**DATA SUPPLIED:**
** START **

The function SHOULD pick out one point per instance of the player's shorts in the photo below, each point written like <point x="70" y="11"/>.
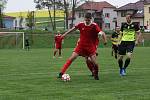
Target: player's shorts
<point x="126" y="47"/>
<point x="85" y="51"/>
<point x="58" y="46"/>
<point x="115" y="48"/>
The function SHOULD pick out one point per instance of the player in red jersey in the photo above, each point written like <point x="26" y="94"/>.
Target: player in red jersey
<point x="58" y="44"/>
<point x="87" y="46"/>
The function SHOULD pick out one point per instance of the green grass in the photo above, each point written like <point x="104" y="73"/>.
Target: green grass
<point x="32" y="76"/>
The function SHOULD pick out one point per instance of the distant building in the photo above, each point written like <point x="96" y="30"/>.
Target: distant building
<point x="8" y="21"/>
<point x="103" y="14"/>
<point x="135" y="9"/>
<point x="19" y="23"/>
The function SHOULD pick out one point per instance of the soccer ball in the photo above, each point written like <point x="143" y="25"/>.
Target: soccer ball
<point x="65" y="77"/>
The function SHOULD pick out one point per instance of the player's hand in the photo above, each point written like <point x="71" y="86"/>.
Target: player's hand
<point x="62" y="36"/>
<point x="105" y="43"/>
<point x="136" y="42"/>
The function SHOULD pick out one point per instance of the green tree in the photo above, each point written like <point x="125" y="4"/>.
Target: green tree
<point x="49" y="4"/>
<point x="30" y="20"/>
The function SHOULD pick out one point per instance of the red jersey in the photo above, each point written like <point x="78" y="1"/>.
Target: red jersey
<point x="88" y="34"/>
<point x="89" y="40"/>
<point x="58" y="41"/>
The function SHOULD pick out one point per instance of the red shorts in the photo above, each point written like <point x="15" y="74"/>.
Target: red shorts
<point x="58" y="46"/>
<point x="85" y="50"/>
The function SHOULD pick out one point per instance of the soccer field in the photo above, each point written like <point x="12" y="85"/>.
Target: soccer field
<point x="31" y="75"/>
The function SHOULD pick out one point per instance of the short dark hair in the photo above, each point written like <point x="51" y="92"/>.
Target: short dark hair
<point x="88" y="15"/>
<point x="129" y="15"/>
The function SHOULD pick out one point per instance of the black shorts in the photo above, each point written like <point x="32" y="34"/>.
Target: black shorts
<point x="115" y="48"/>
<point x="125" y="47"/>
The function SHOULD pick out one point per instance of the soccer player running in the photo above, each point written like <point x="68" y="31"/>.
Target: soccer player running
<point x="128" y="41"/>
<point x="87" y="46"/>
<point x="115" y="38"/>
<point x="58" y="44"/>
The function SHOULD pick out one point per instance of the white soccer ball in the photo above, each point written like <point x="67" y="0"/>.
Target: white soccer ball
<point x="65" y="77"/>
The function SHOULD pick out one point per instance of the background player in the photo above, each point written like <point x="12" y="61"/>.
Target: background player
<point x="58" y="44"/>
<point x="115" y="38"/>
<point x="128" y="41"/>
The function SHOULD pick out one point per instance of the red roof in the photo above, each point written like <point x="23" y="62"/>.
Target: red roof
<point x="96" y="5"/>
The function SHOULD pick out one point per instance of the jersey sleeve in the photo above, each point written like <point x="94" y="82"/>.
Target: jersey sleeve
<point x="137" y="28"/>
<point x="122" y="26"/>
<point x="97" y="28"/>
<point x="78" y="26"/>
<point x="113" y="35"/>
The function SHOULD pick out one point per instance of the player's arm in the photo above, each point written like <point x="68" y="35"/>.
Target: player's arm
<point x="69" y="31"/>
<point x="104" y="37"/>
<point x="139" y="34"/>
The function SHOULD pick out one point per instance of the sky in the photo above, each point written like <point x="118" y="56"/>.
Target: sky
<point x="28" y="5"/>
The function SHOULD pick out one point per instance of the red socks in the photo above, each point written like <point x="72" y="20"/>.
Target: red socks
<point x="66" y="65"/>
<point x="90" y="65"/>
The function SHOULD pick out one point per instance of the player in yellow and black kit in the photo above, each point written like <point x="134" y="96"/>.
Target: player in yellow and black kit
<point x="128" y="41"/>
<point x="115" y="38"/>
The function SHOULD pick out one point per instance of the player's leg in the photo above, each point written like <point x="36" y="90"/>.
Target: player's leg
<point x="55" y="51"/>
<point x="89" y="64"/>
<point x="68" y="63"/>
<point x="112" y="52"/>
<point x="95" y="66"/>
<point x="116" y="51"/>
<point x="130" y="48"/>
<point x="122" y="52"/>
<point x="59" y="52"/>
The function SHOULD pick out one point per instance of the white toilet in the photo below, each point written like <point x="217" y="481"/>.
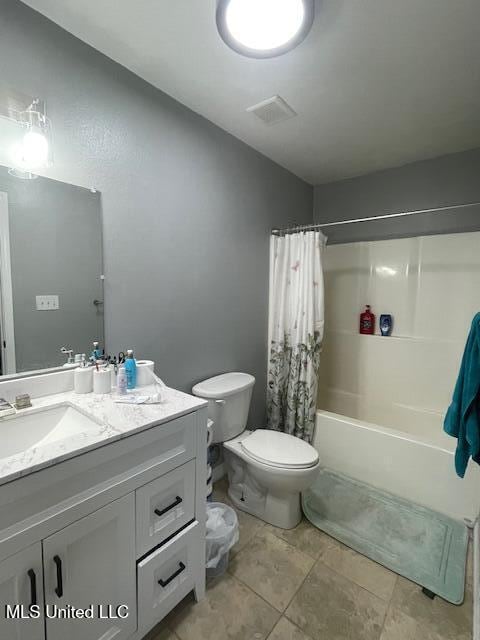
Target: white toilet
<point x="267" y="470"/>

** END **

**WRITTEN EXERCISE:**
Please extract every line of the records above word for word, leaving out the pictures.

**RESULT OF THIS EXERCISE:**
The function SHOULD pick out one point per instance of the player's shorts in the photo below, each point written like <point x="70" y="11"/>.
Target: player's shorts
<point x="126" y="47"/>
<point x="85" y="51"/>
<point x="58" y="46"/>
<point x="115" y="48"/>
The function SHOULD pick out one point per instance of the player in red jersey in the photo above, each point written like <point x="26" y="94"/>.
Target: player in red jersey
<point x="58" y="44"/>
<point x="87" y="46"/>
The function SHOULD pick out one point per instance of the green grass in the photo above, each point written like <point x="104" y="73"/>.
Target: green grass
<point x="32" y="76"/>
The function SHOULD pick out one point per instance of the distant building in the photo above, each point written like <point x="96" y="30"/>.
Target: distant building
<point x="8" y="21"/>
<point x="103" y="14"/>
<point x="135" y="9"/>
<point x="19" y="23"/>
The function SHOULD pick out one point per instance of the soccer ball in the photo above, each point written like <point x="143" y="25"/>.
Target: soccer ball
<point x="65" y="77"/>
The function SHOULD pick out one point per instance of the player's hand in the photo above, each point written like <point x="71" y="86"/>.
Target: player's hand
<point x="62" y="36"/>
<point x="105" y="43"/>
<point x="136" y="42"/>
The function SHOULD pick out one point per instance of the green tree in the photo above, each point written like <point x="125" y="4"/>.
Target: green tree
<point x="49" y="4"/>
<point x="30" y="20"/>
The function SHOULD pick out one point per instance of the red jersey in the photo above, each point written like <point x="78" y="1"/>.
Target: red jersey
<point x="88" y="34"/>
<point x="89" y="40"/>
<point x="58" y="41"/>
The function SHOULD pick out one point per instance of the red shorts in the photo above, each point written like <point x="15" y="74"/>.
Target: red shorts
<point x="58" y="46"/>
<point x="85" y="50"/>
The function SHOULD pick out one point per instance of the soccer field in the photo above, each point written like <point x="12" y="85"/>.
Target: soccer field
<point x="31" y="75"/>
The function SHOULD pick out one point per instance of the short dark hair in the photo above, each point written like <point x="51" y="92"/>.
Target: short dark hair
<point x="88" y="15"/>
<point x="129" y="15"/>
The function SHOULD pick out one point per instance of the black shorts in the photo above, each point written like <point x="32" y="34"/>.
Target: black shorts
<point x="115" y="48"/>
<point x="125" y="47"/>
The function SHOULD pick out one point per instance of the soccer player running in the photo above, each point written like <point x="68" y="31"/>.
Target: soccer player running
<point x="128" y="41"/>
<point x="87" y="46"/>
<point x="115" y="38"/>
<point x="58" y="44"/>
The function SHOULD pick out one point per instance of the white soccer ball in the photo above, each point written like <point x="67" y="0"/>.
Target: white soccer ball
<point x="65" y="77"/>
The function SHOULD pick out one point per instance of the background player in the photo above, each point written like <point x="12" y="61"/>.
Target: background player
<point x="58" y="44"/>
<point x="115" y="38"/>
<point x="128" y="41"/>
The function SHOULD pick out one point per instance of the red roof in the photo above, each point written like <point x="23" y="62"/>.
Target: red roof
<point x="96" y="5"/>
The function SHOULD pick out one point per instance of the jersey sleeve in the photo above, each point written like <point x="94" y="82"/>.
Target: jersey sleeve
<point x="137" y="28"/>
<point x="122" y="26"/>
<point x="97" y="28"/>
<point x="78" y="26"/>
<point x="113" y="35"/>
The function SHOULD pick out one point per instance of the player's arm in the photo above, each point written like <point x="68" y="35"/>.
Target: player's arm
<point x="69" y="31"/>
<point x="104" y="37"/>
<point x="139" y="34"/>
The function SHOULD pick out one point per instance of the sky in the photo above, each point written like <point x="118" y="56"/>.
Target: sky
<point x="28" y="5"/>
The function SHOULD pick out one point per instance of the red socks in the photo above, each point written like <point x="72" y="20"/>.
Target: red socks
<point x="66" y="65"/>
<point x="90" y="65"/>
The function SHOULD pick out one point per instance of the player in yellow and black kit in the photo above, each point written like <point x="134" y="96"/>.
Target: player in yellow and black kit
<point x="128" y="41"/>
<point x="115" y="38"/>
The function SHOULD pick out one point per instance of the player's leg in the photo above, each point written like <point x="36" y="90"/>.
Target: player's leg
<point x="55" y="51"/>
<point x="89" y="64"/>
<point x="68" y="63"/>
<point x="112" y="52"/>
<point x="95" y="66"/>
<point x="116" y="51"/>
<point x="130" y="48"/>
<point x="122" y="52"/>
<point x="59" y="52"/>
The function SHOULD pick out one point per instance of the white toilet in the photo below, each point written like <point x="217" y="481"/>.
Target: white toilet
<point x="267" y="470"/>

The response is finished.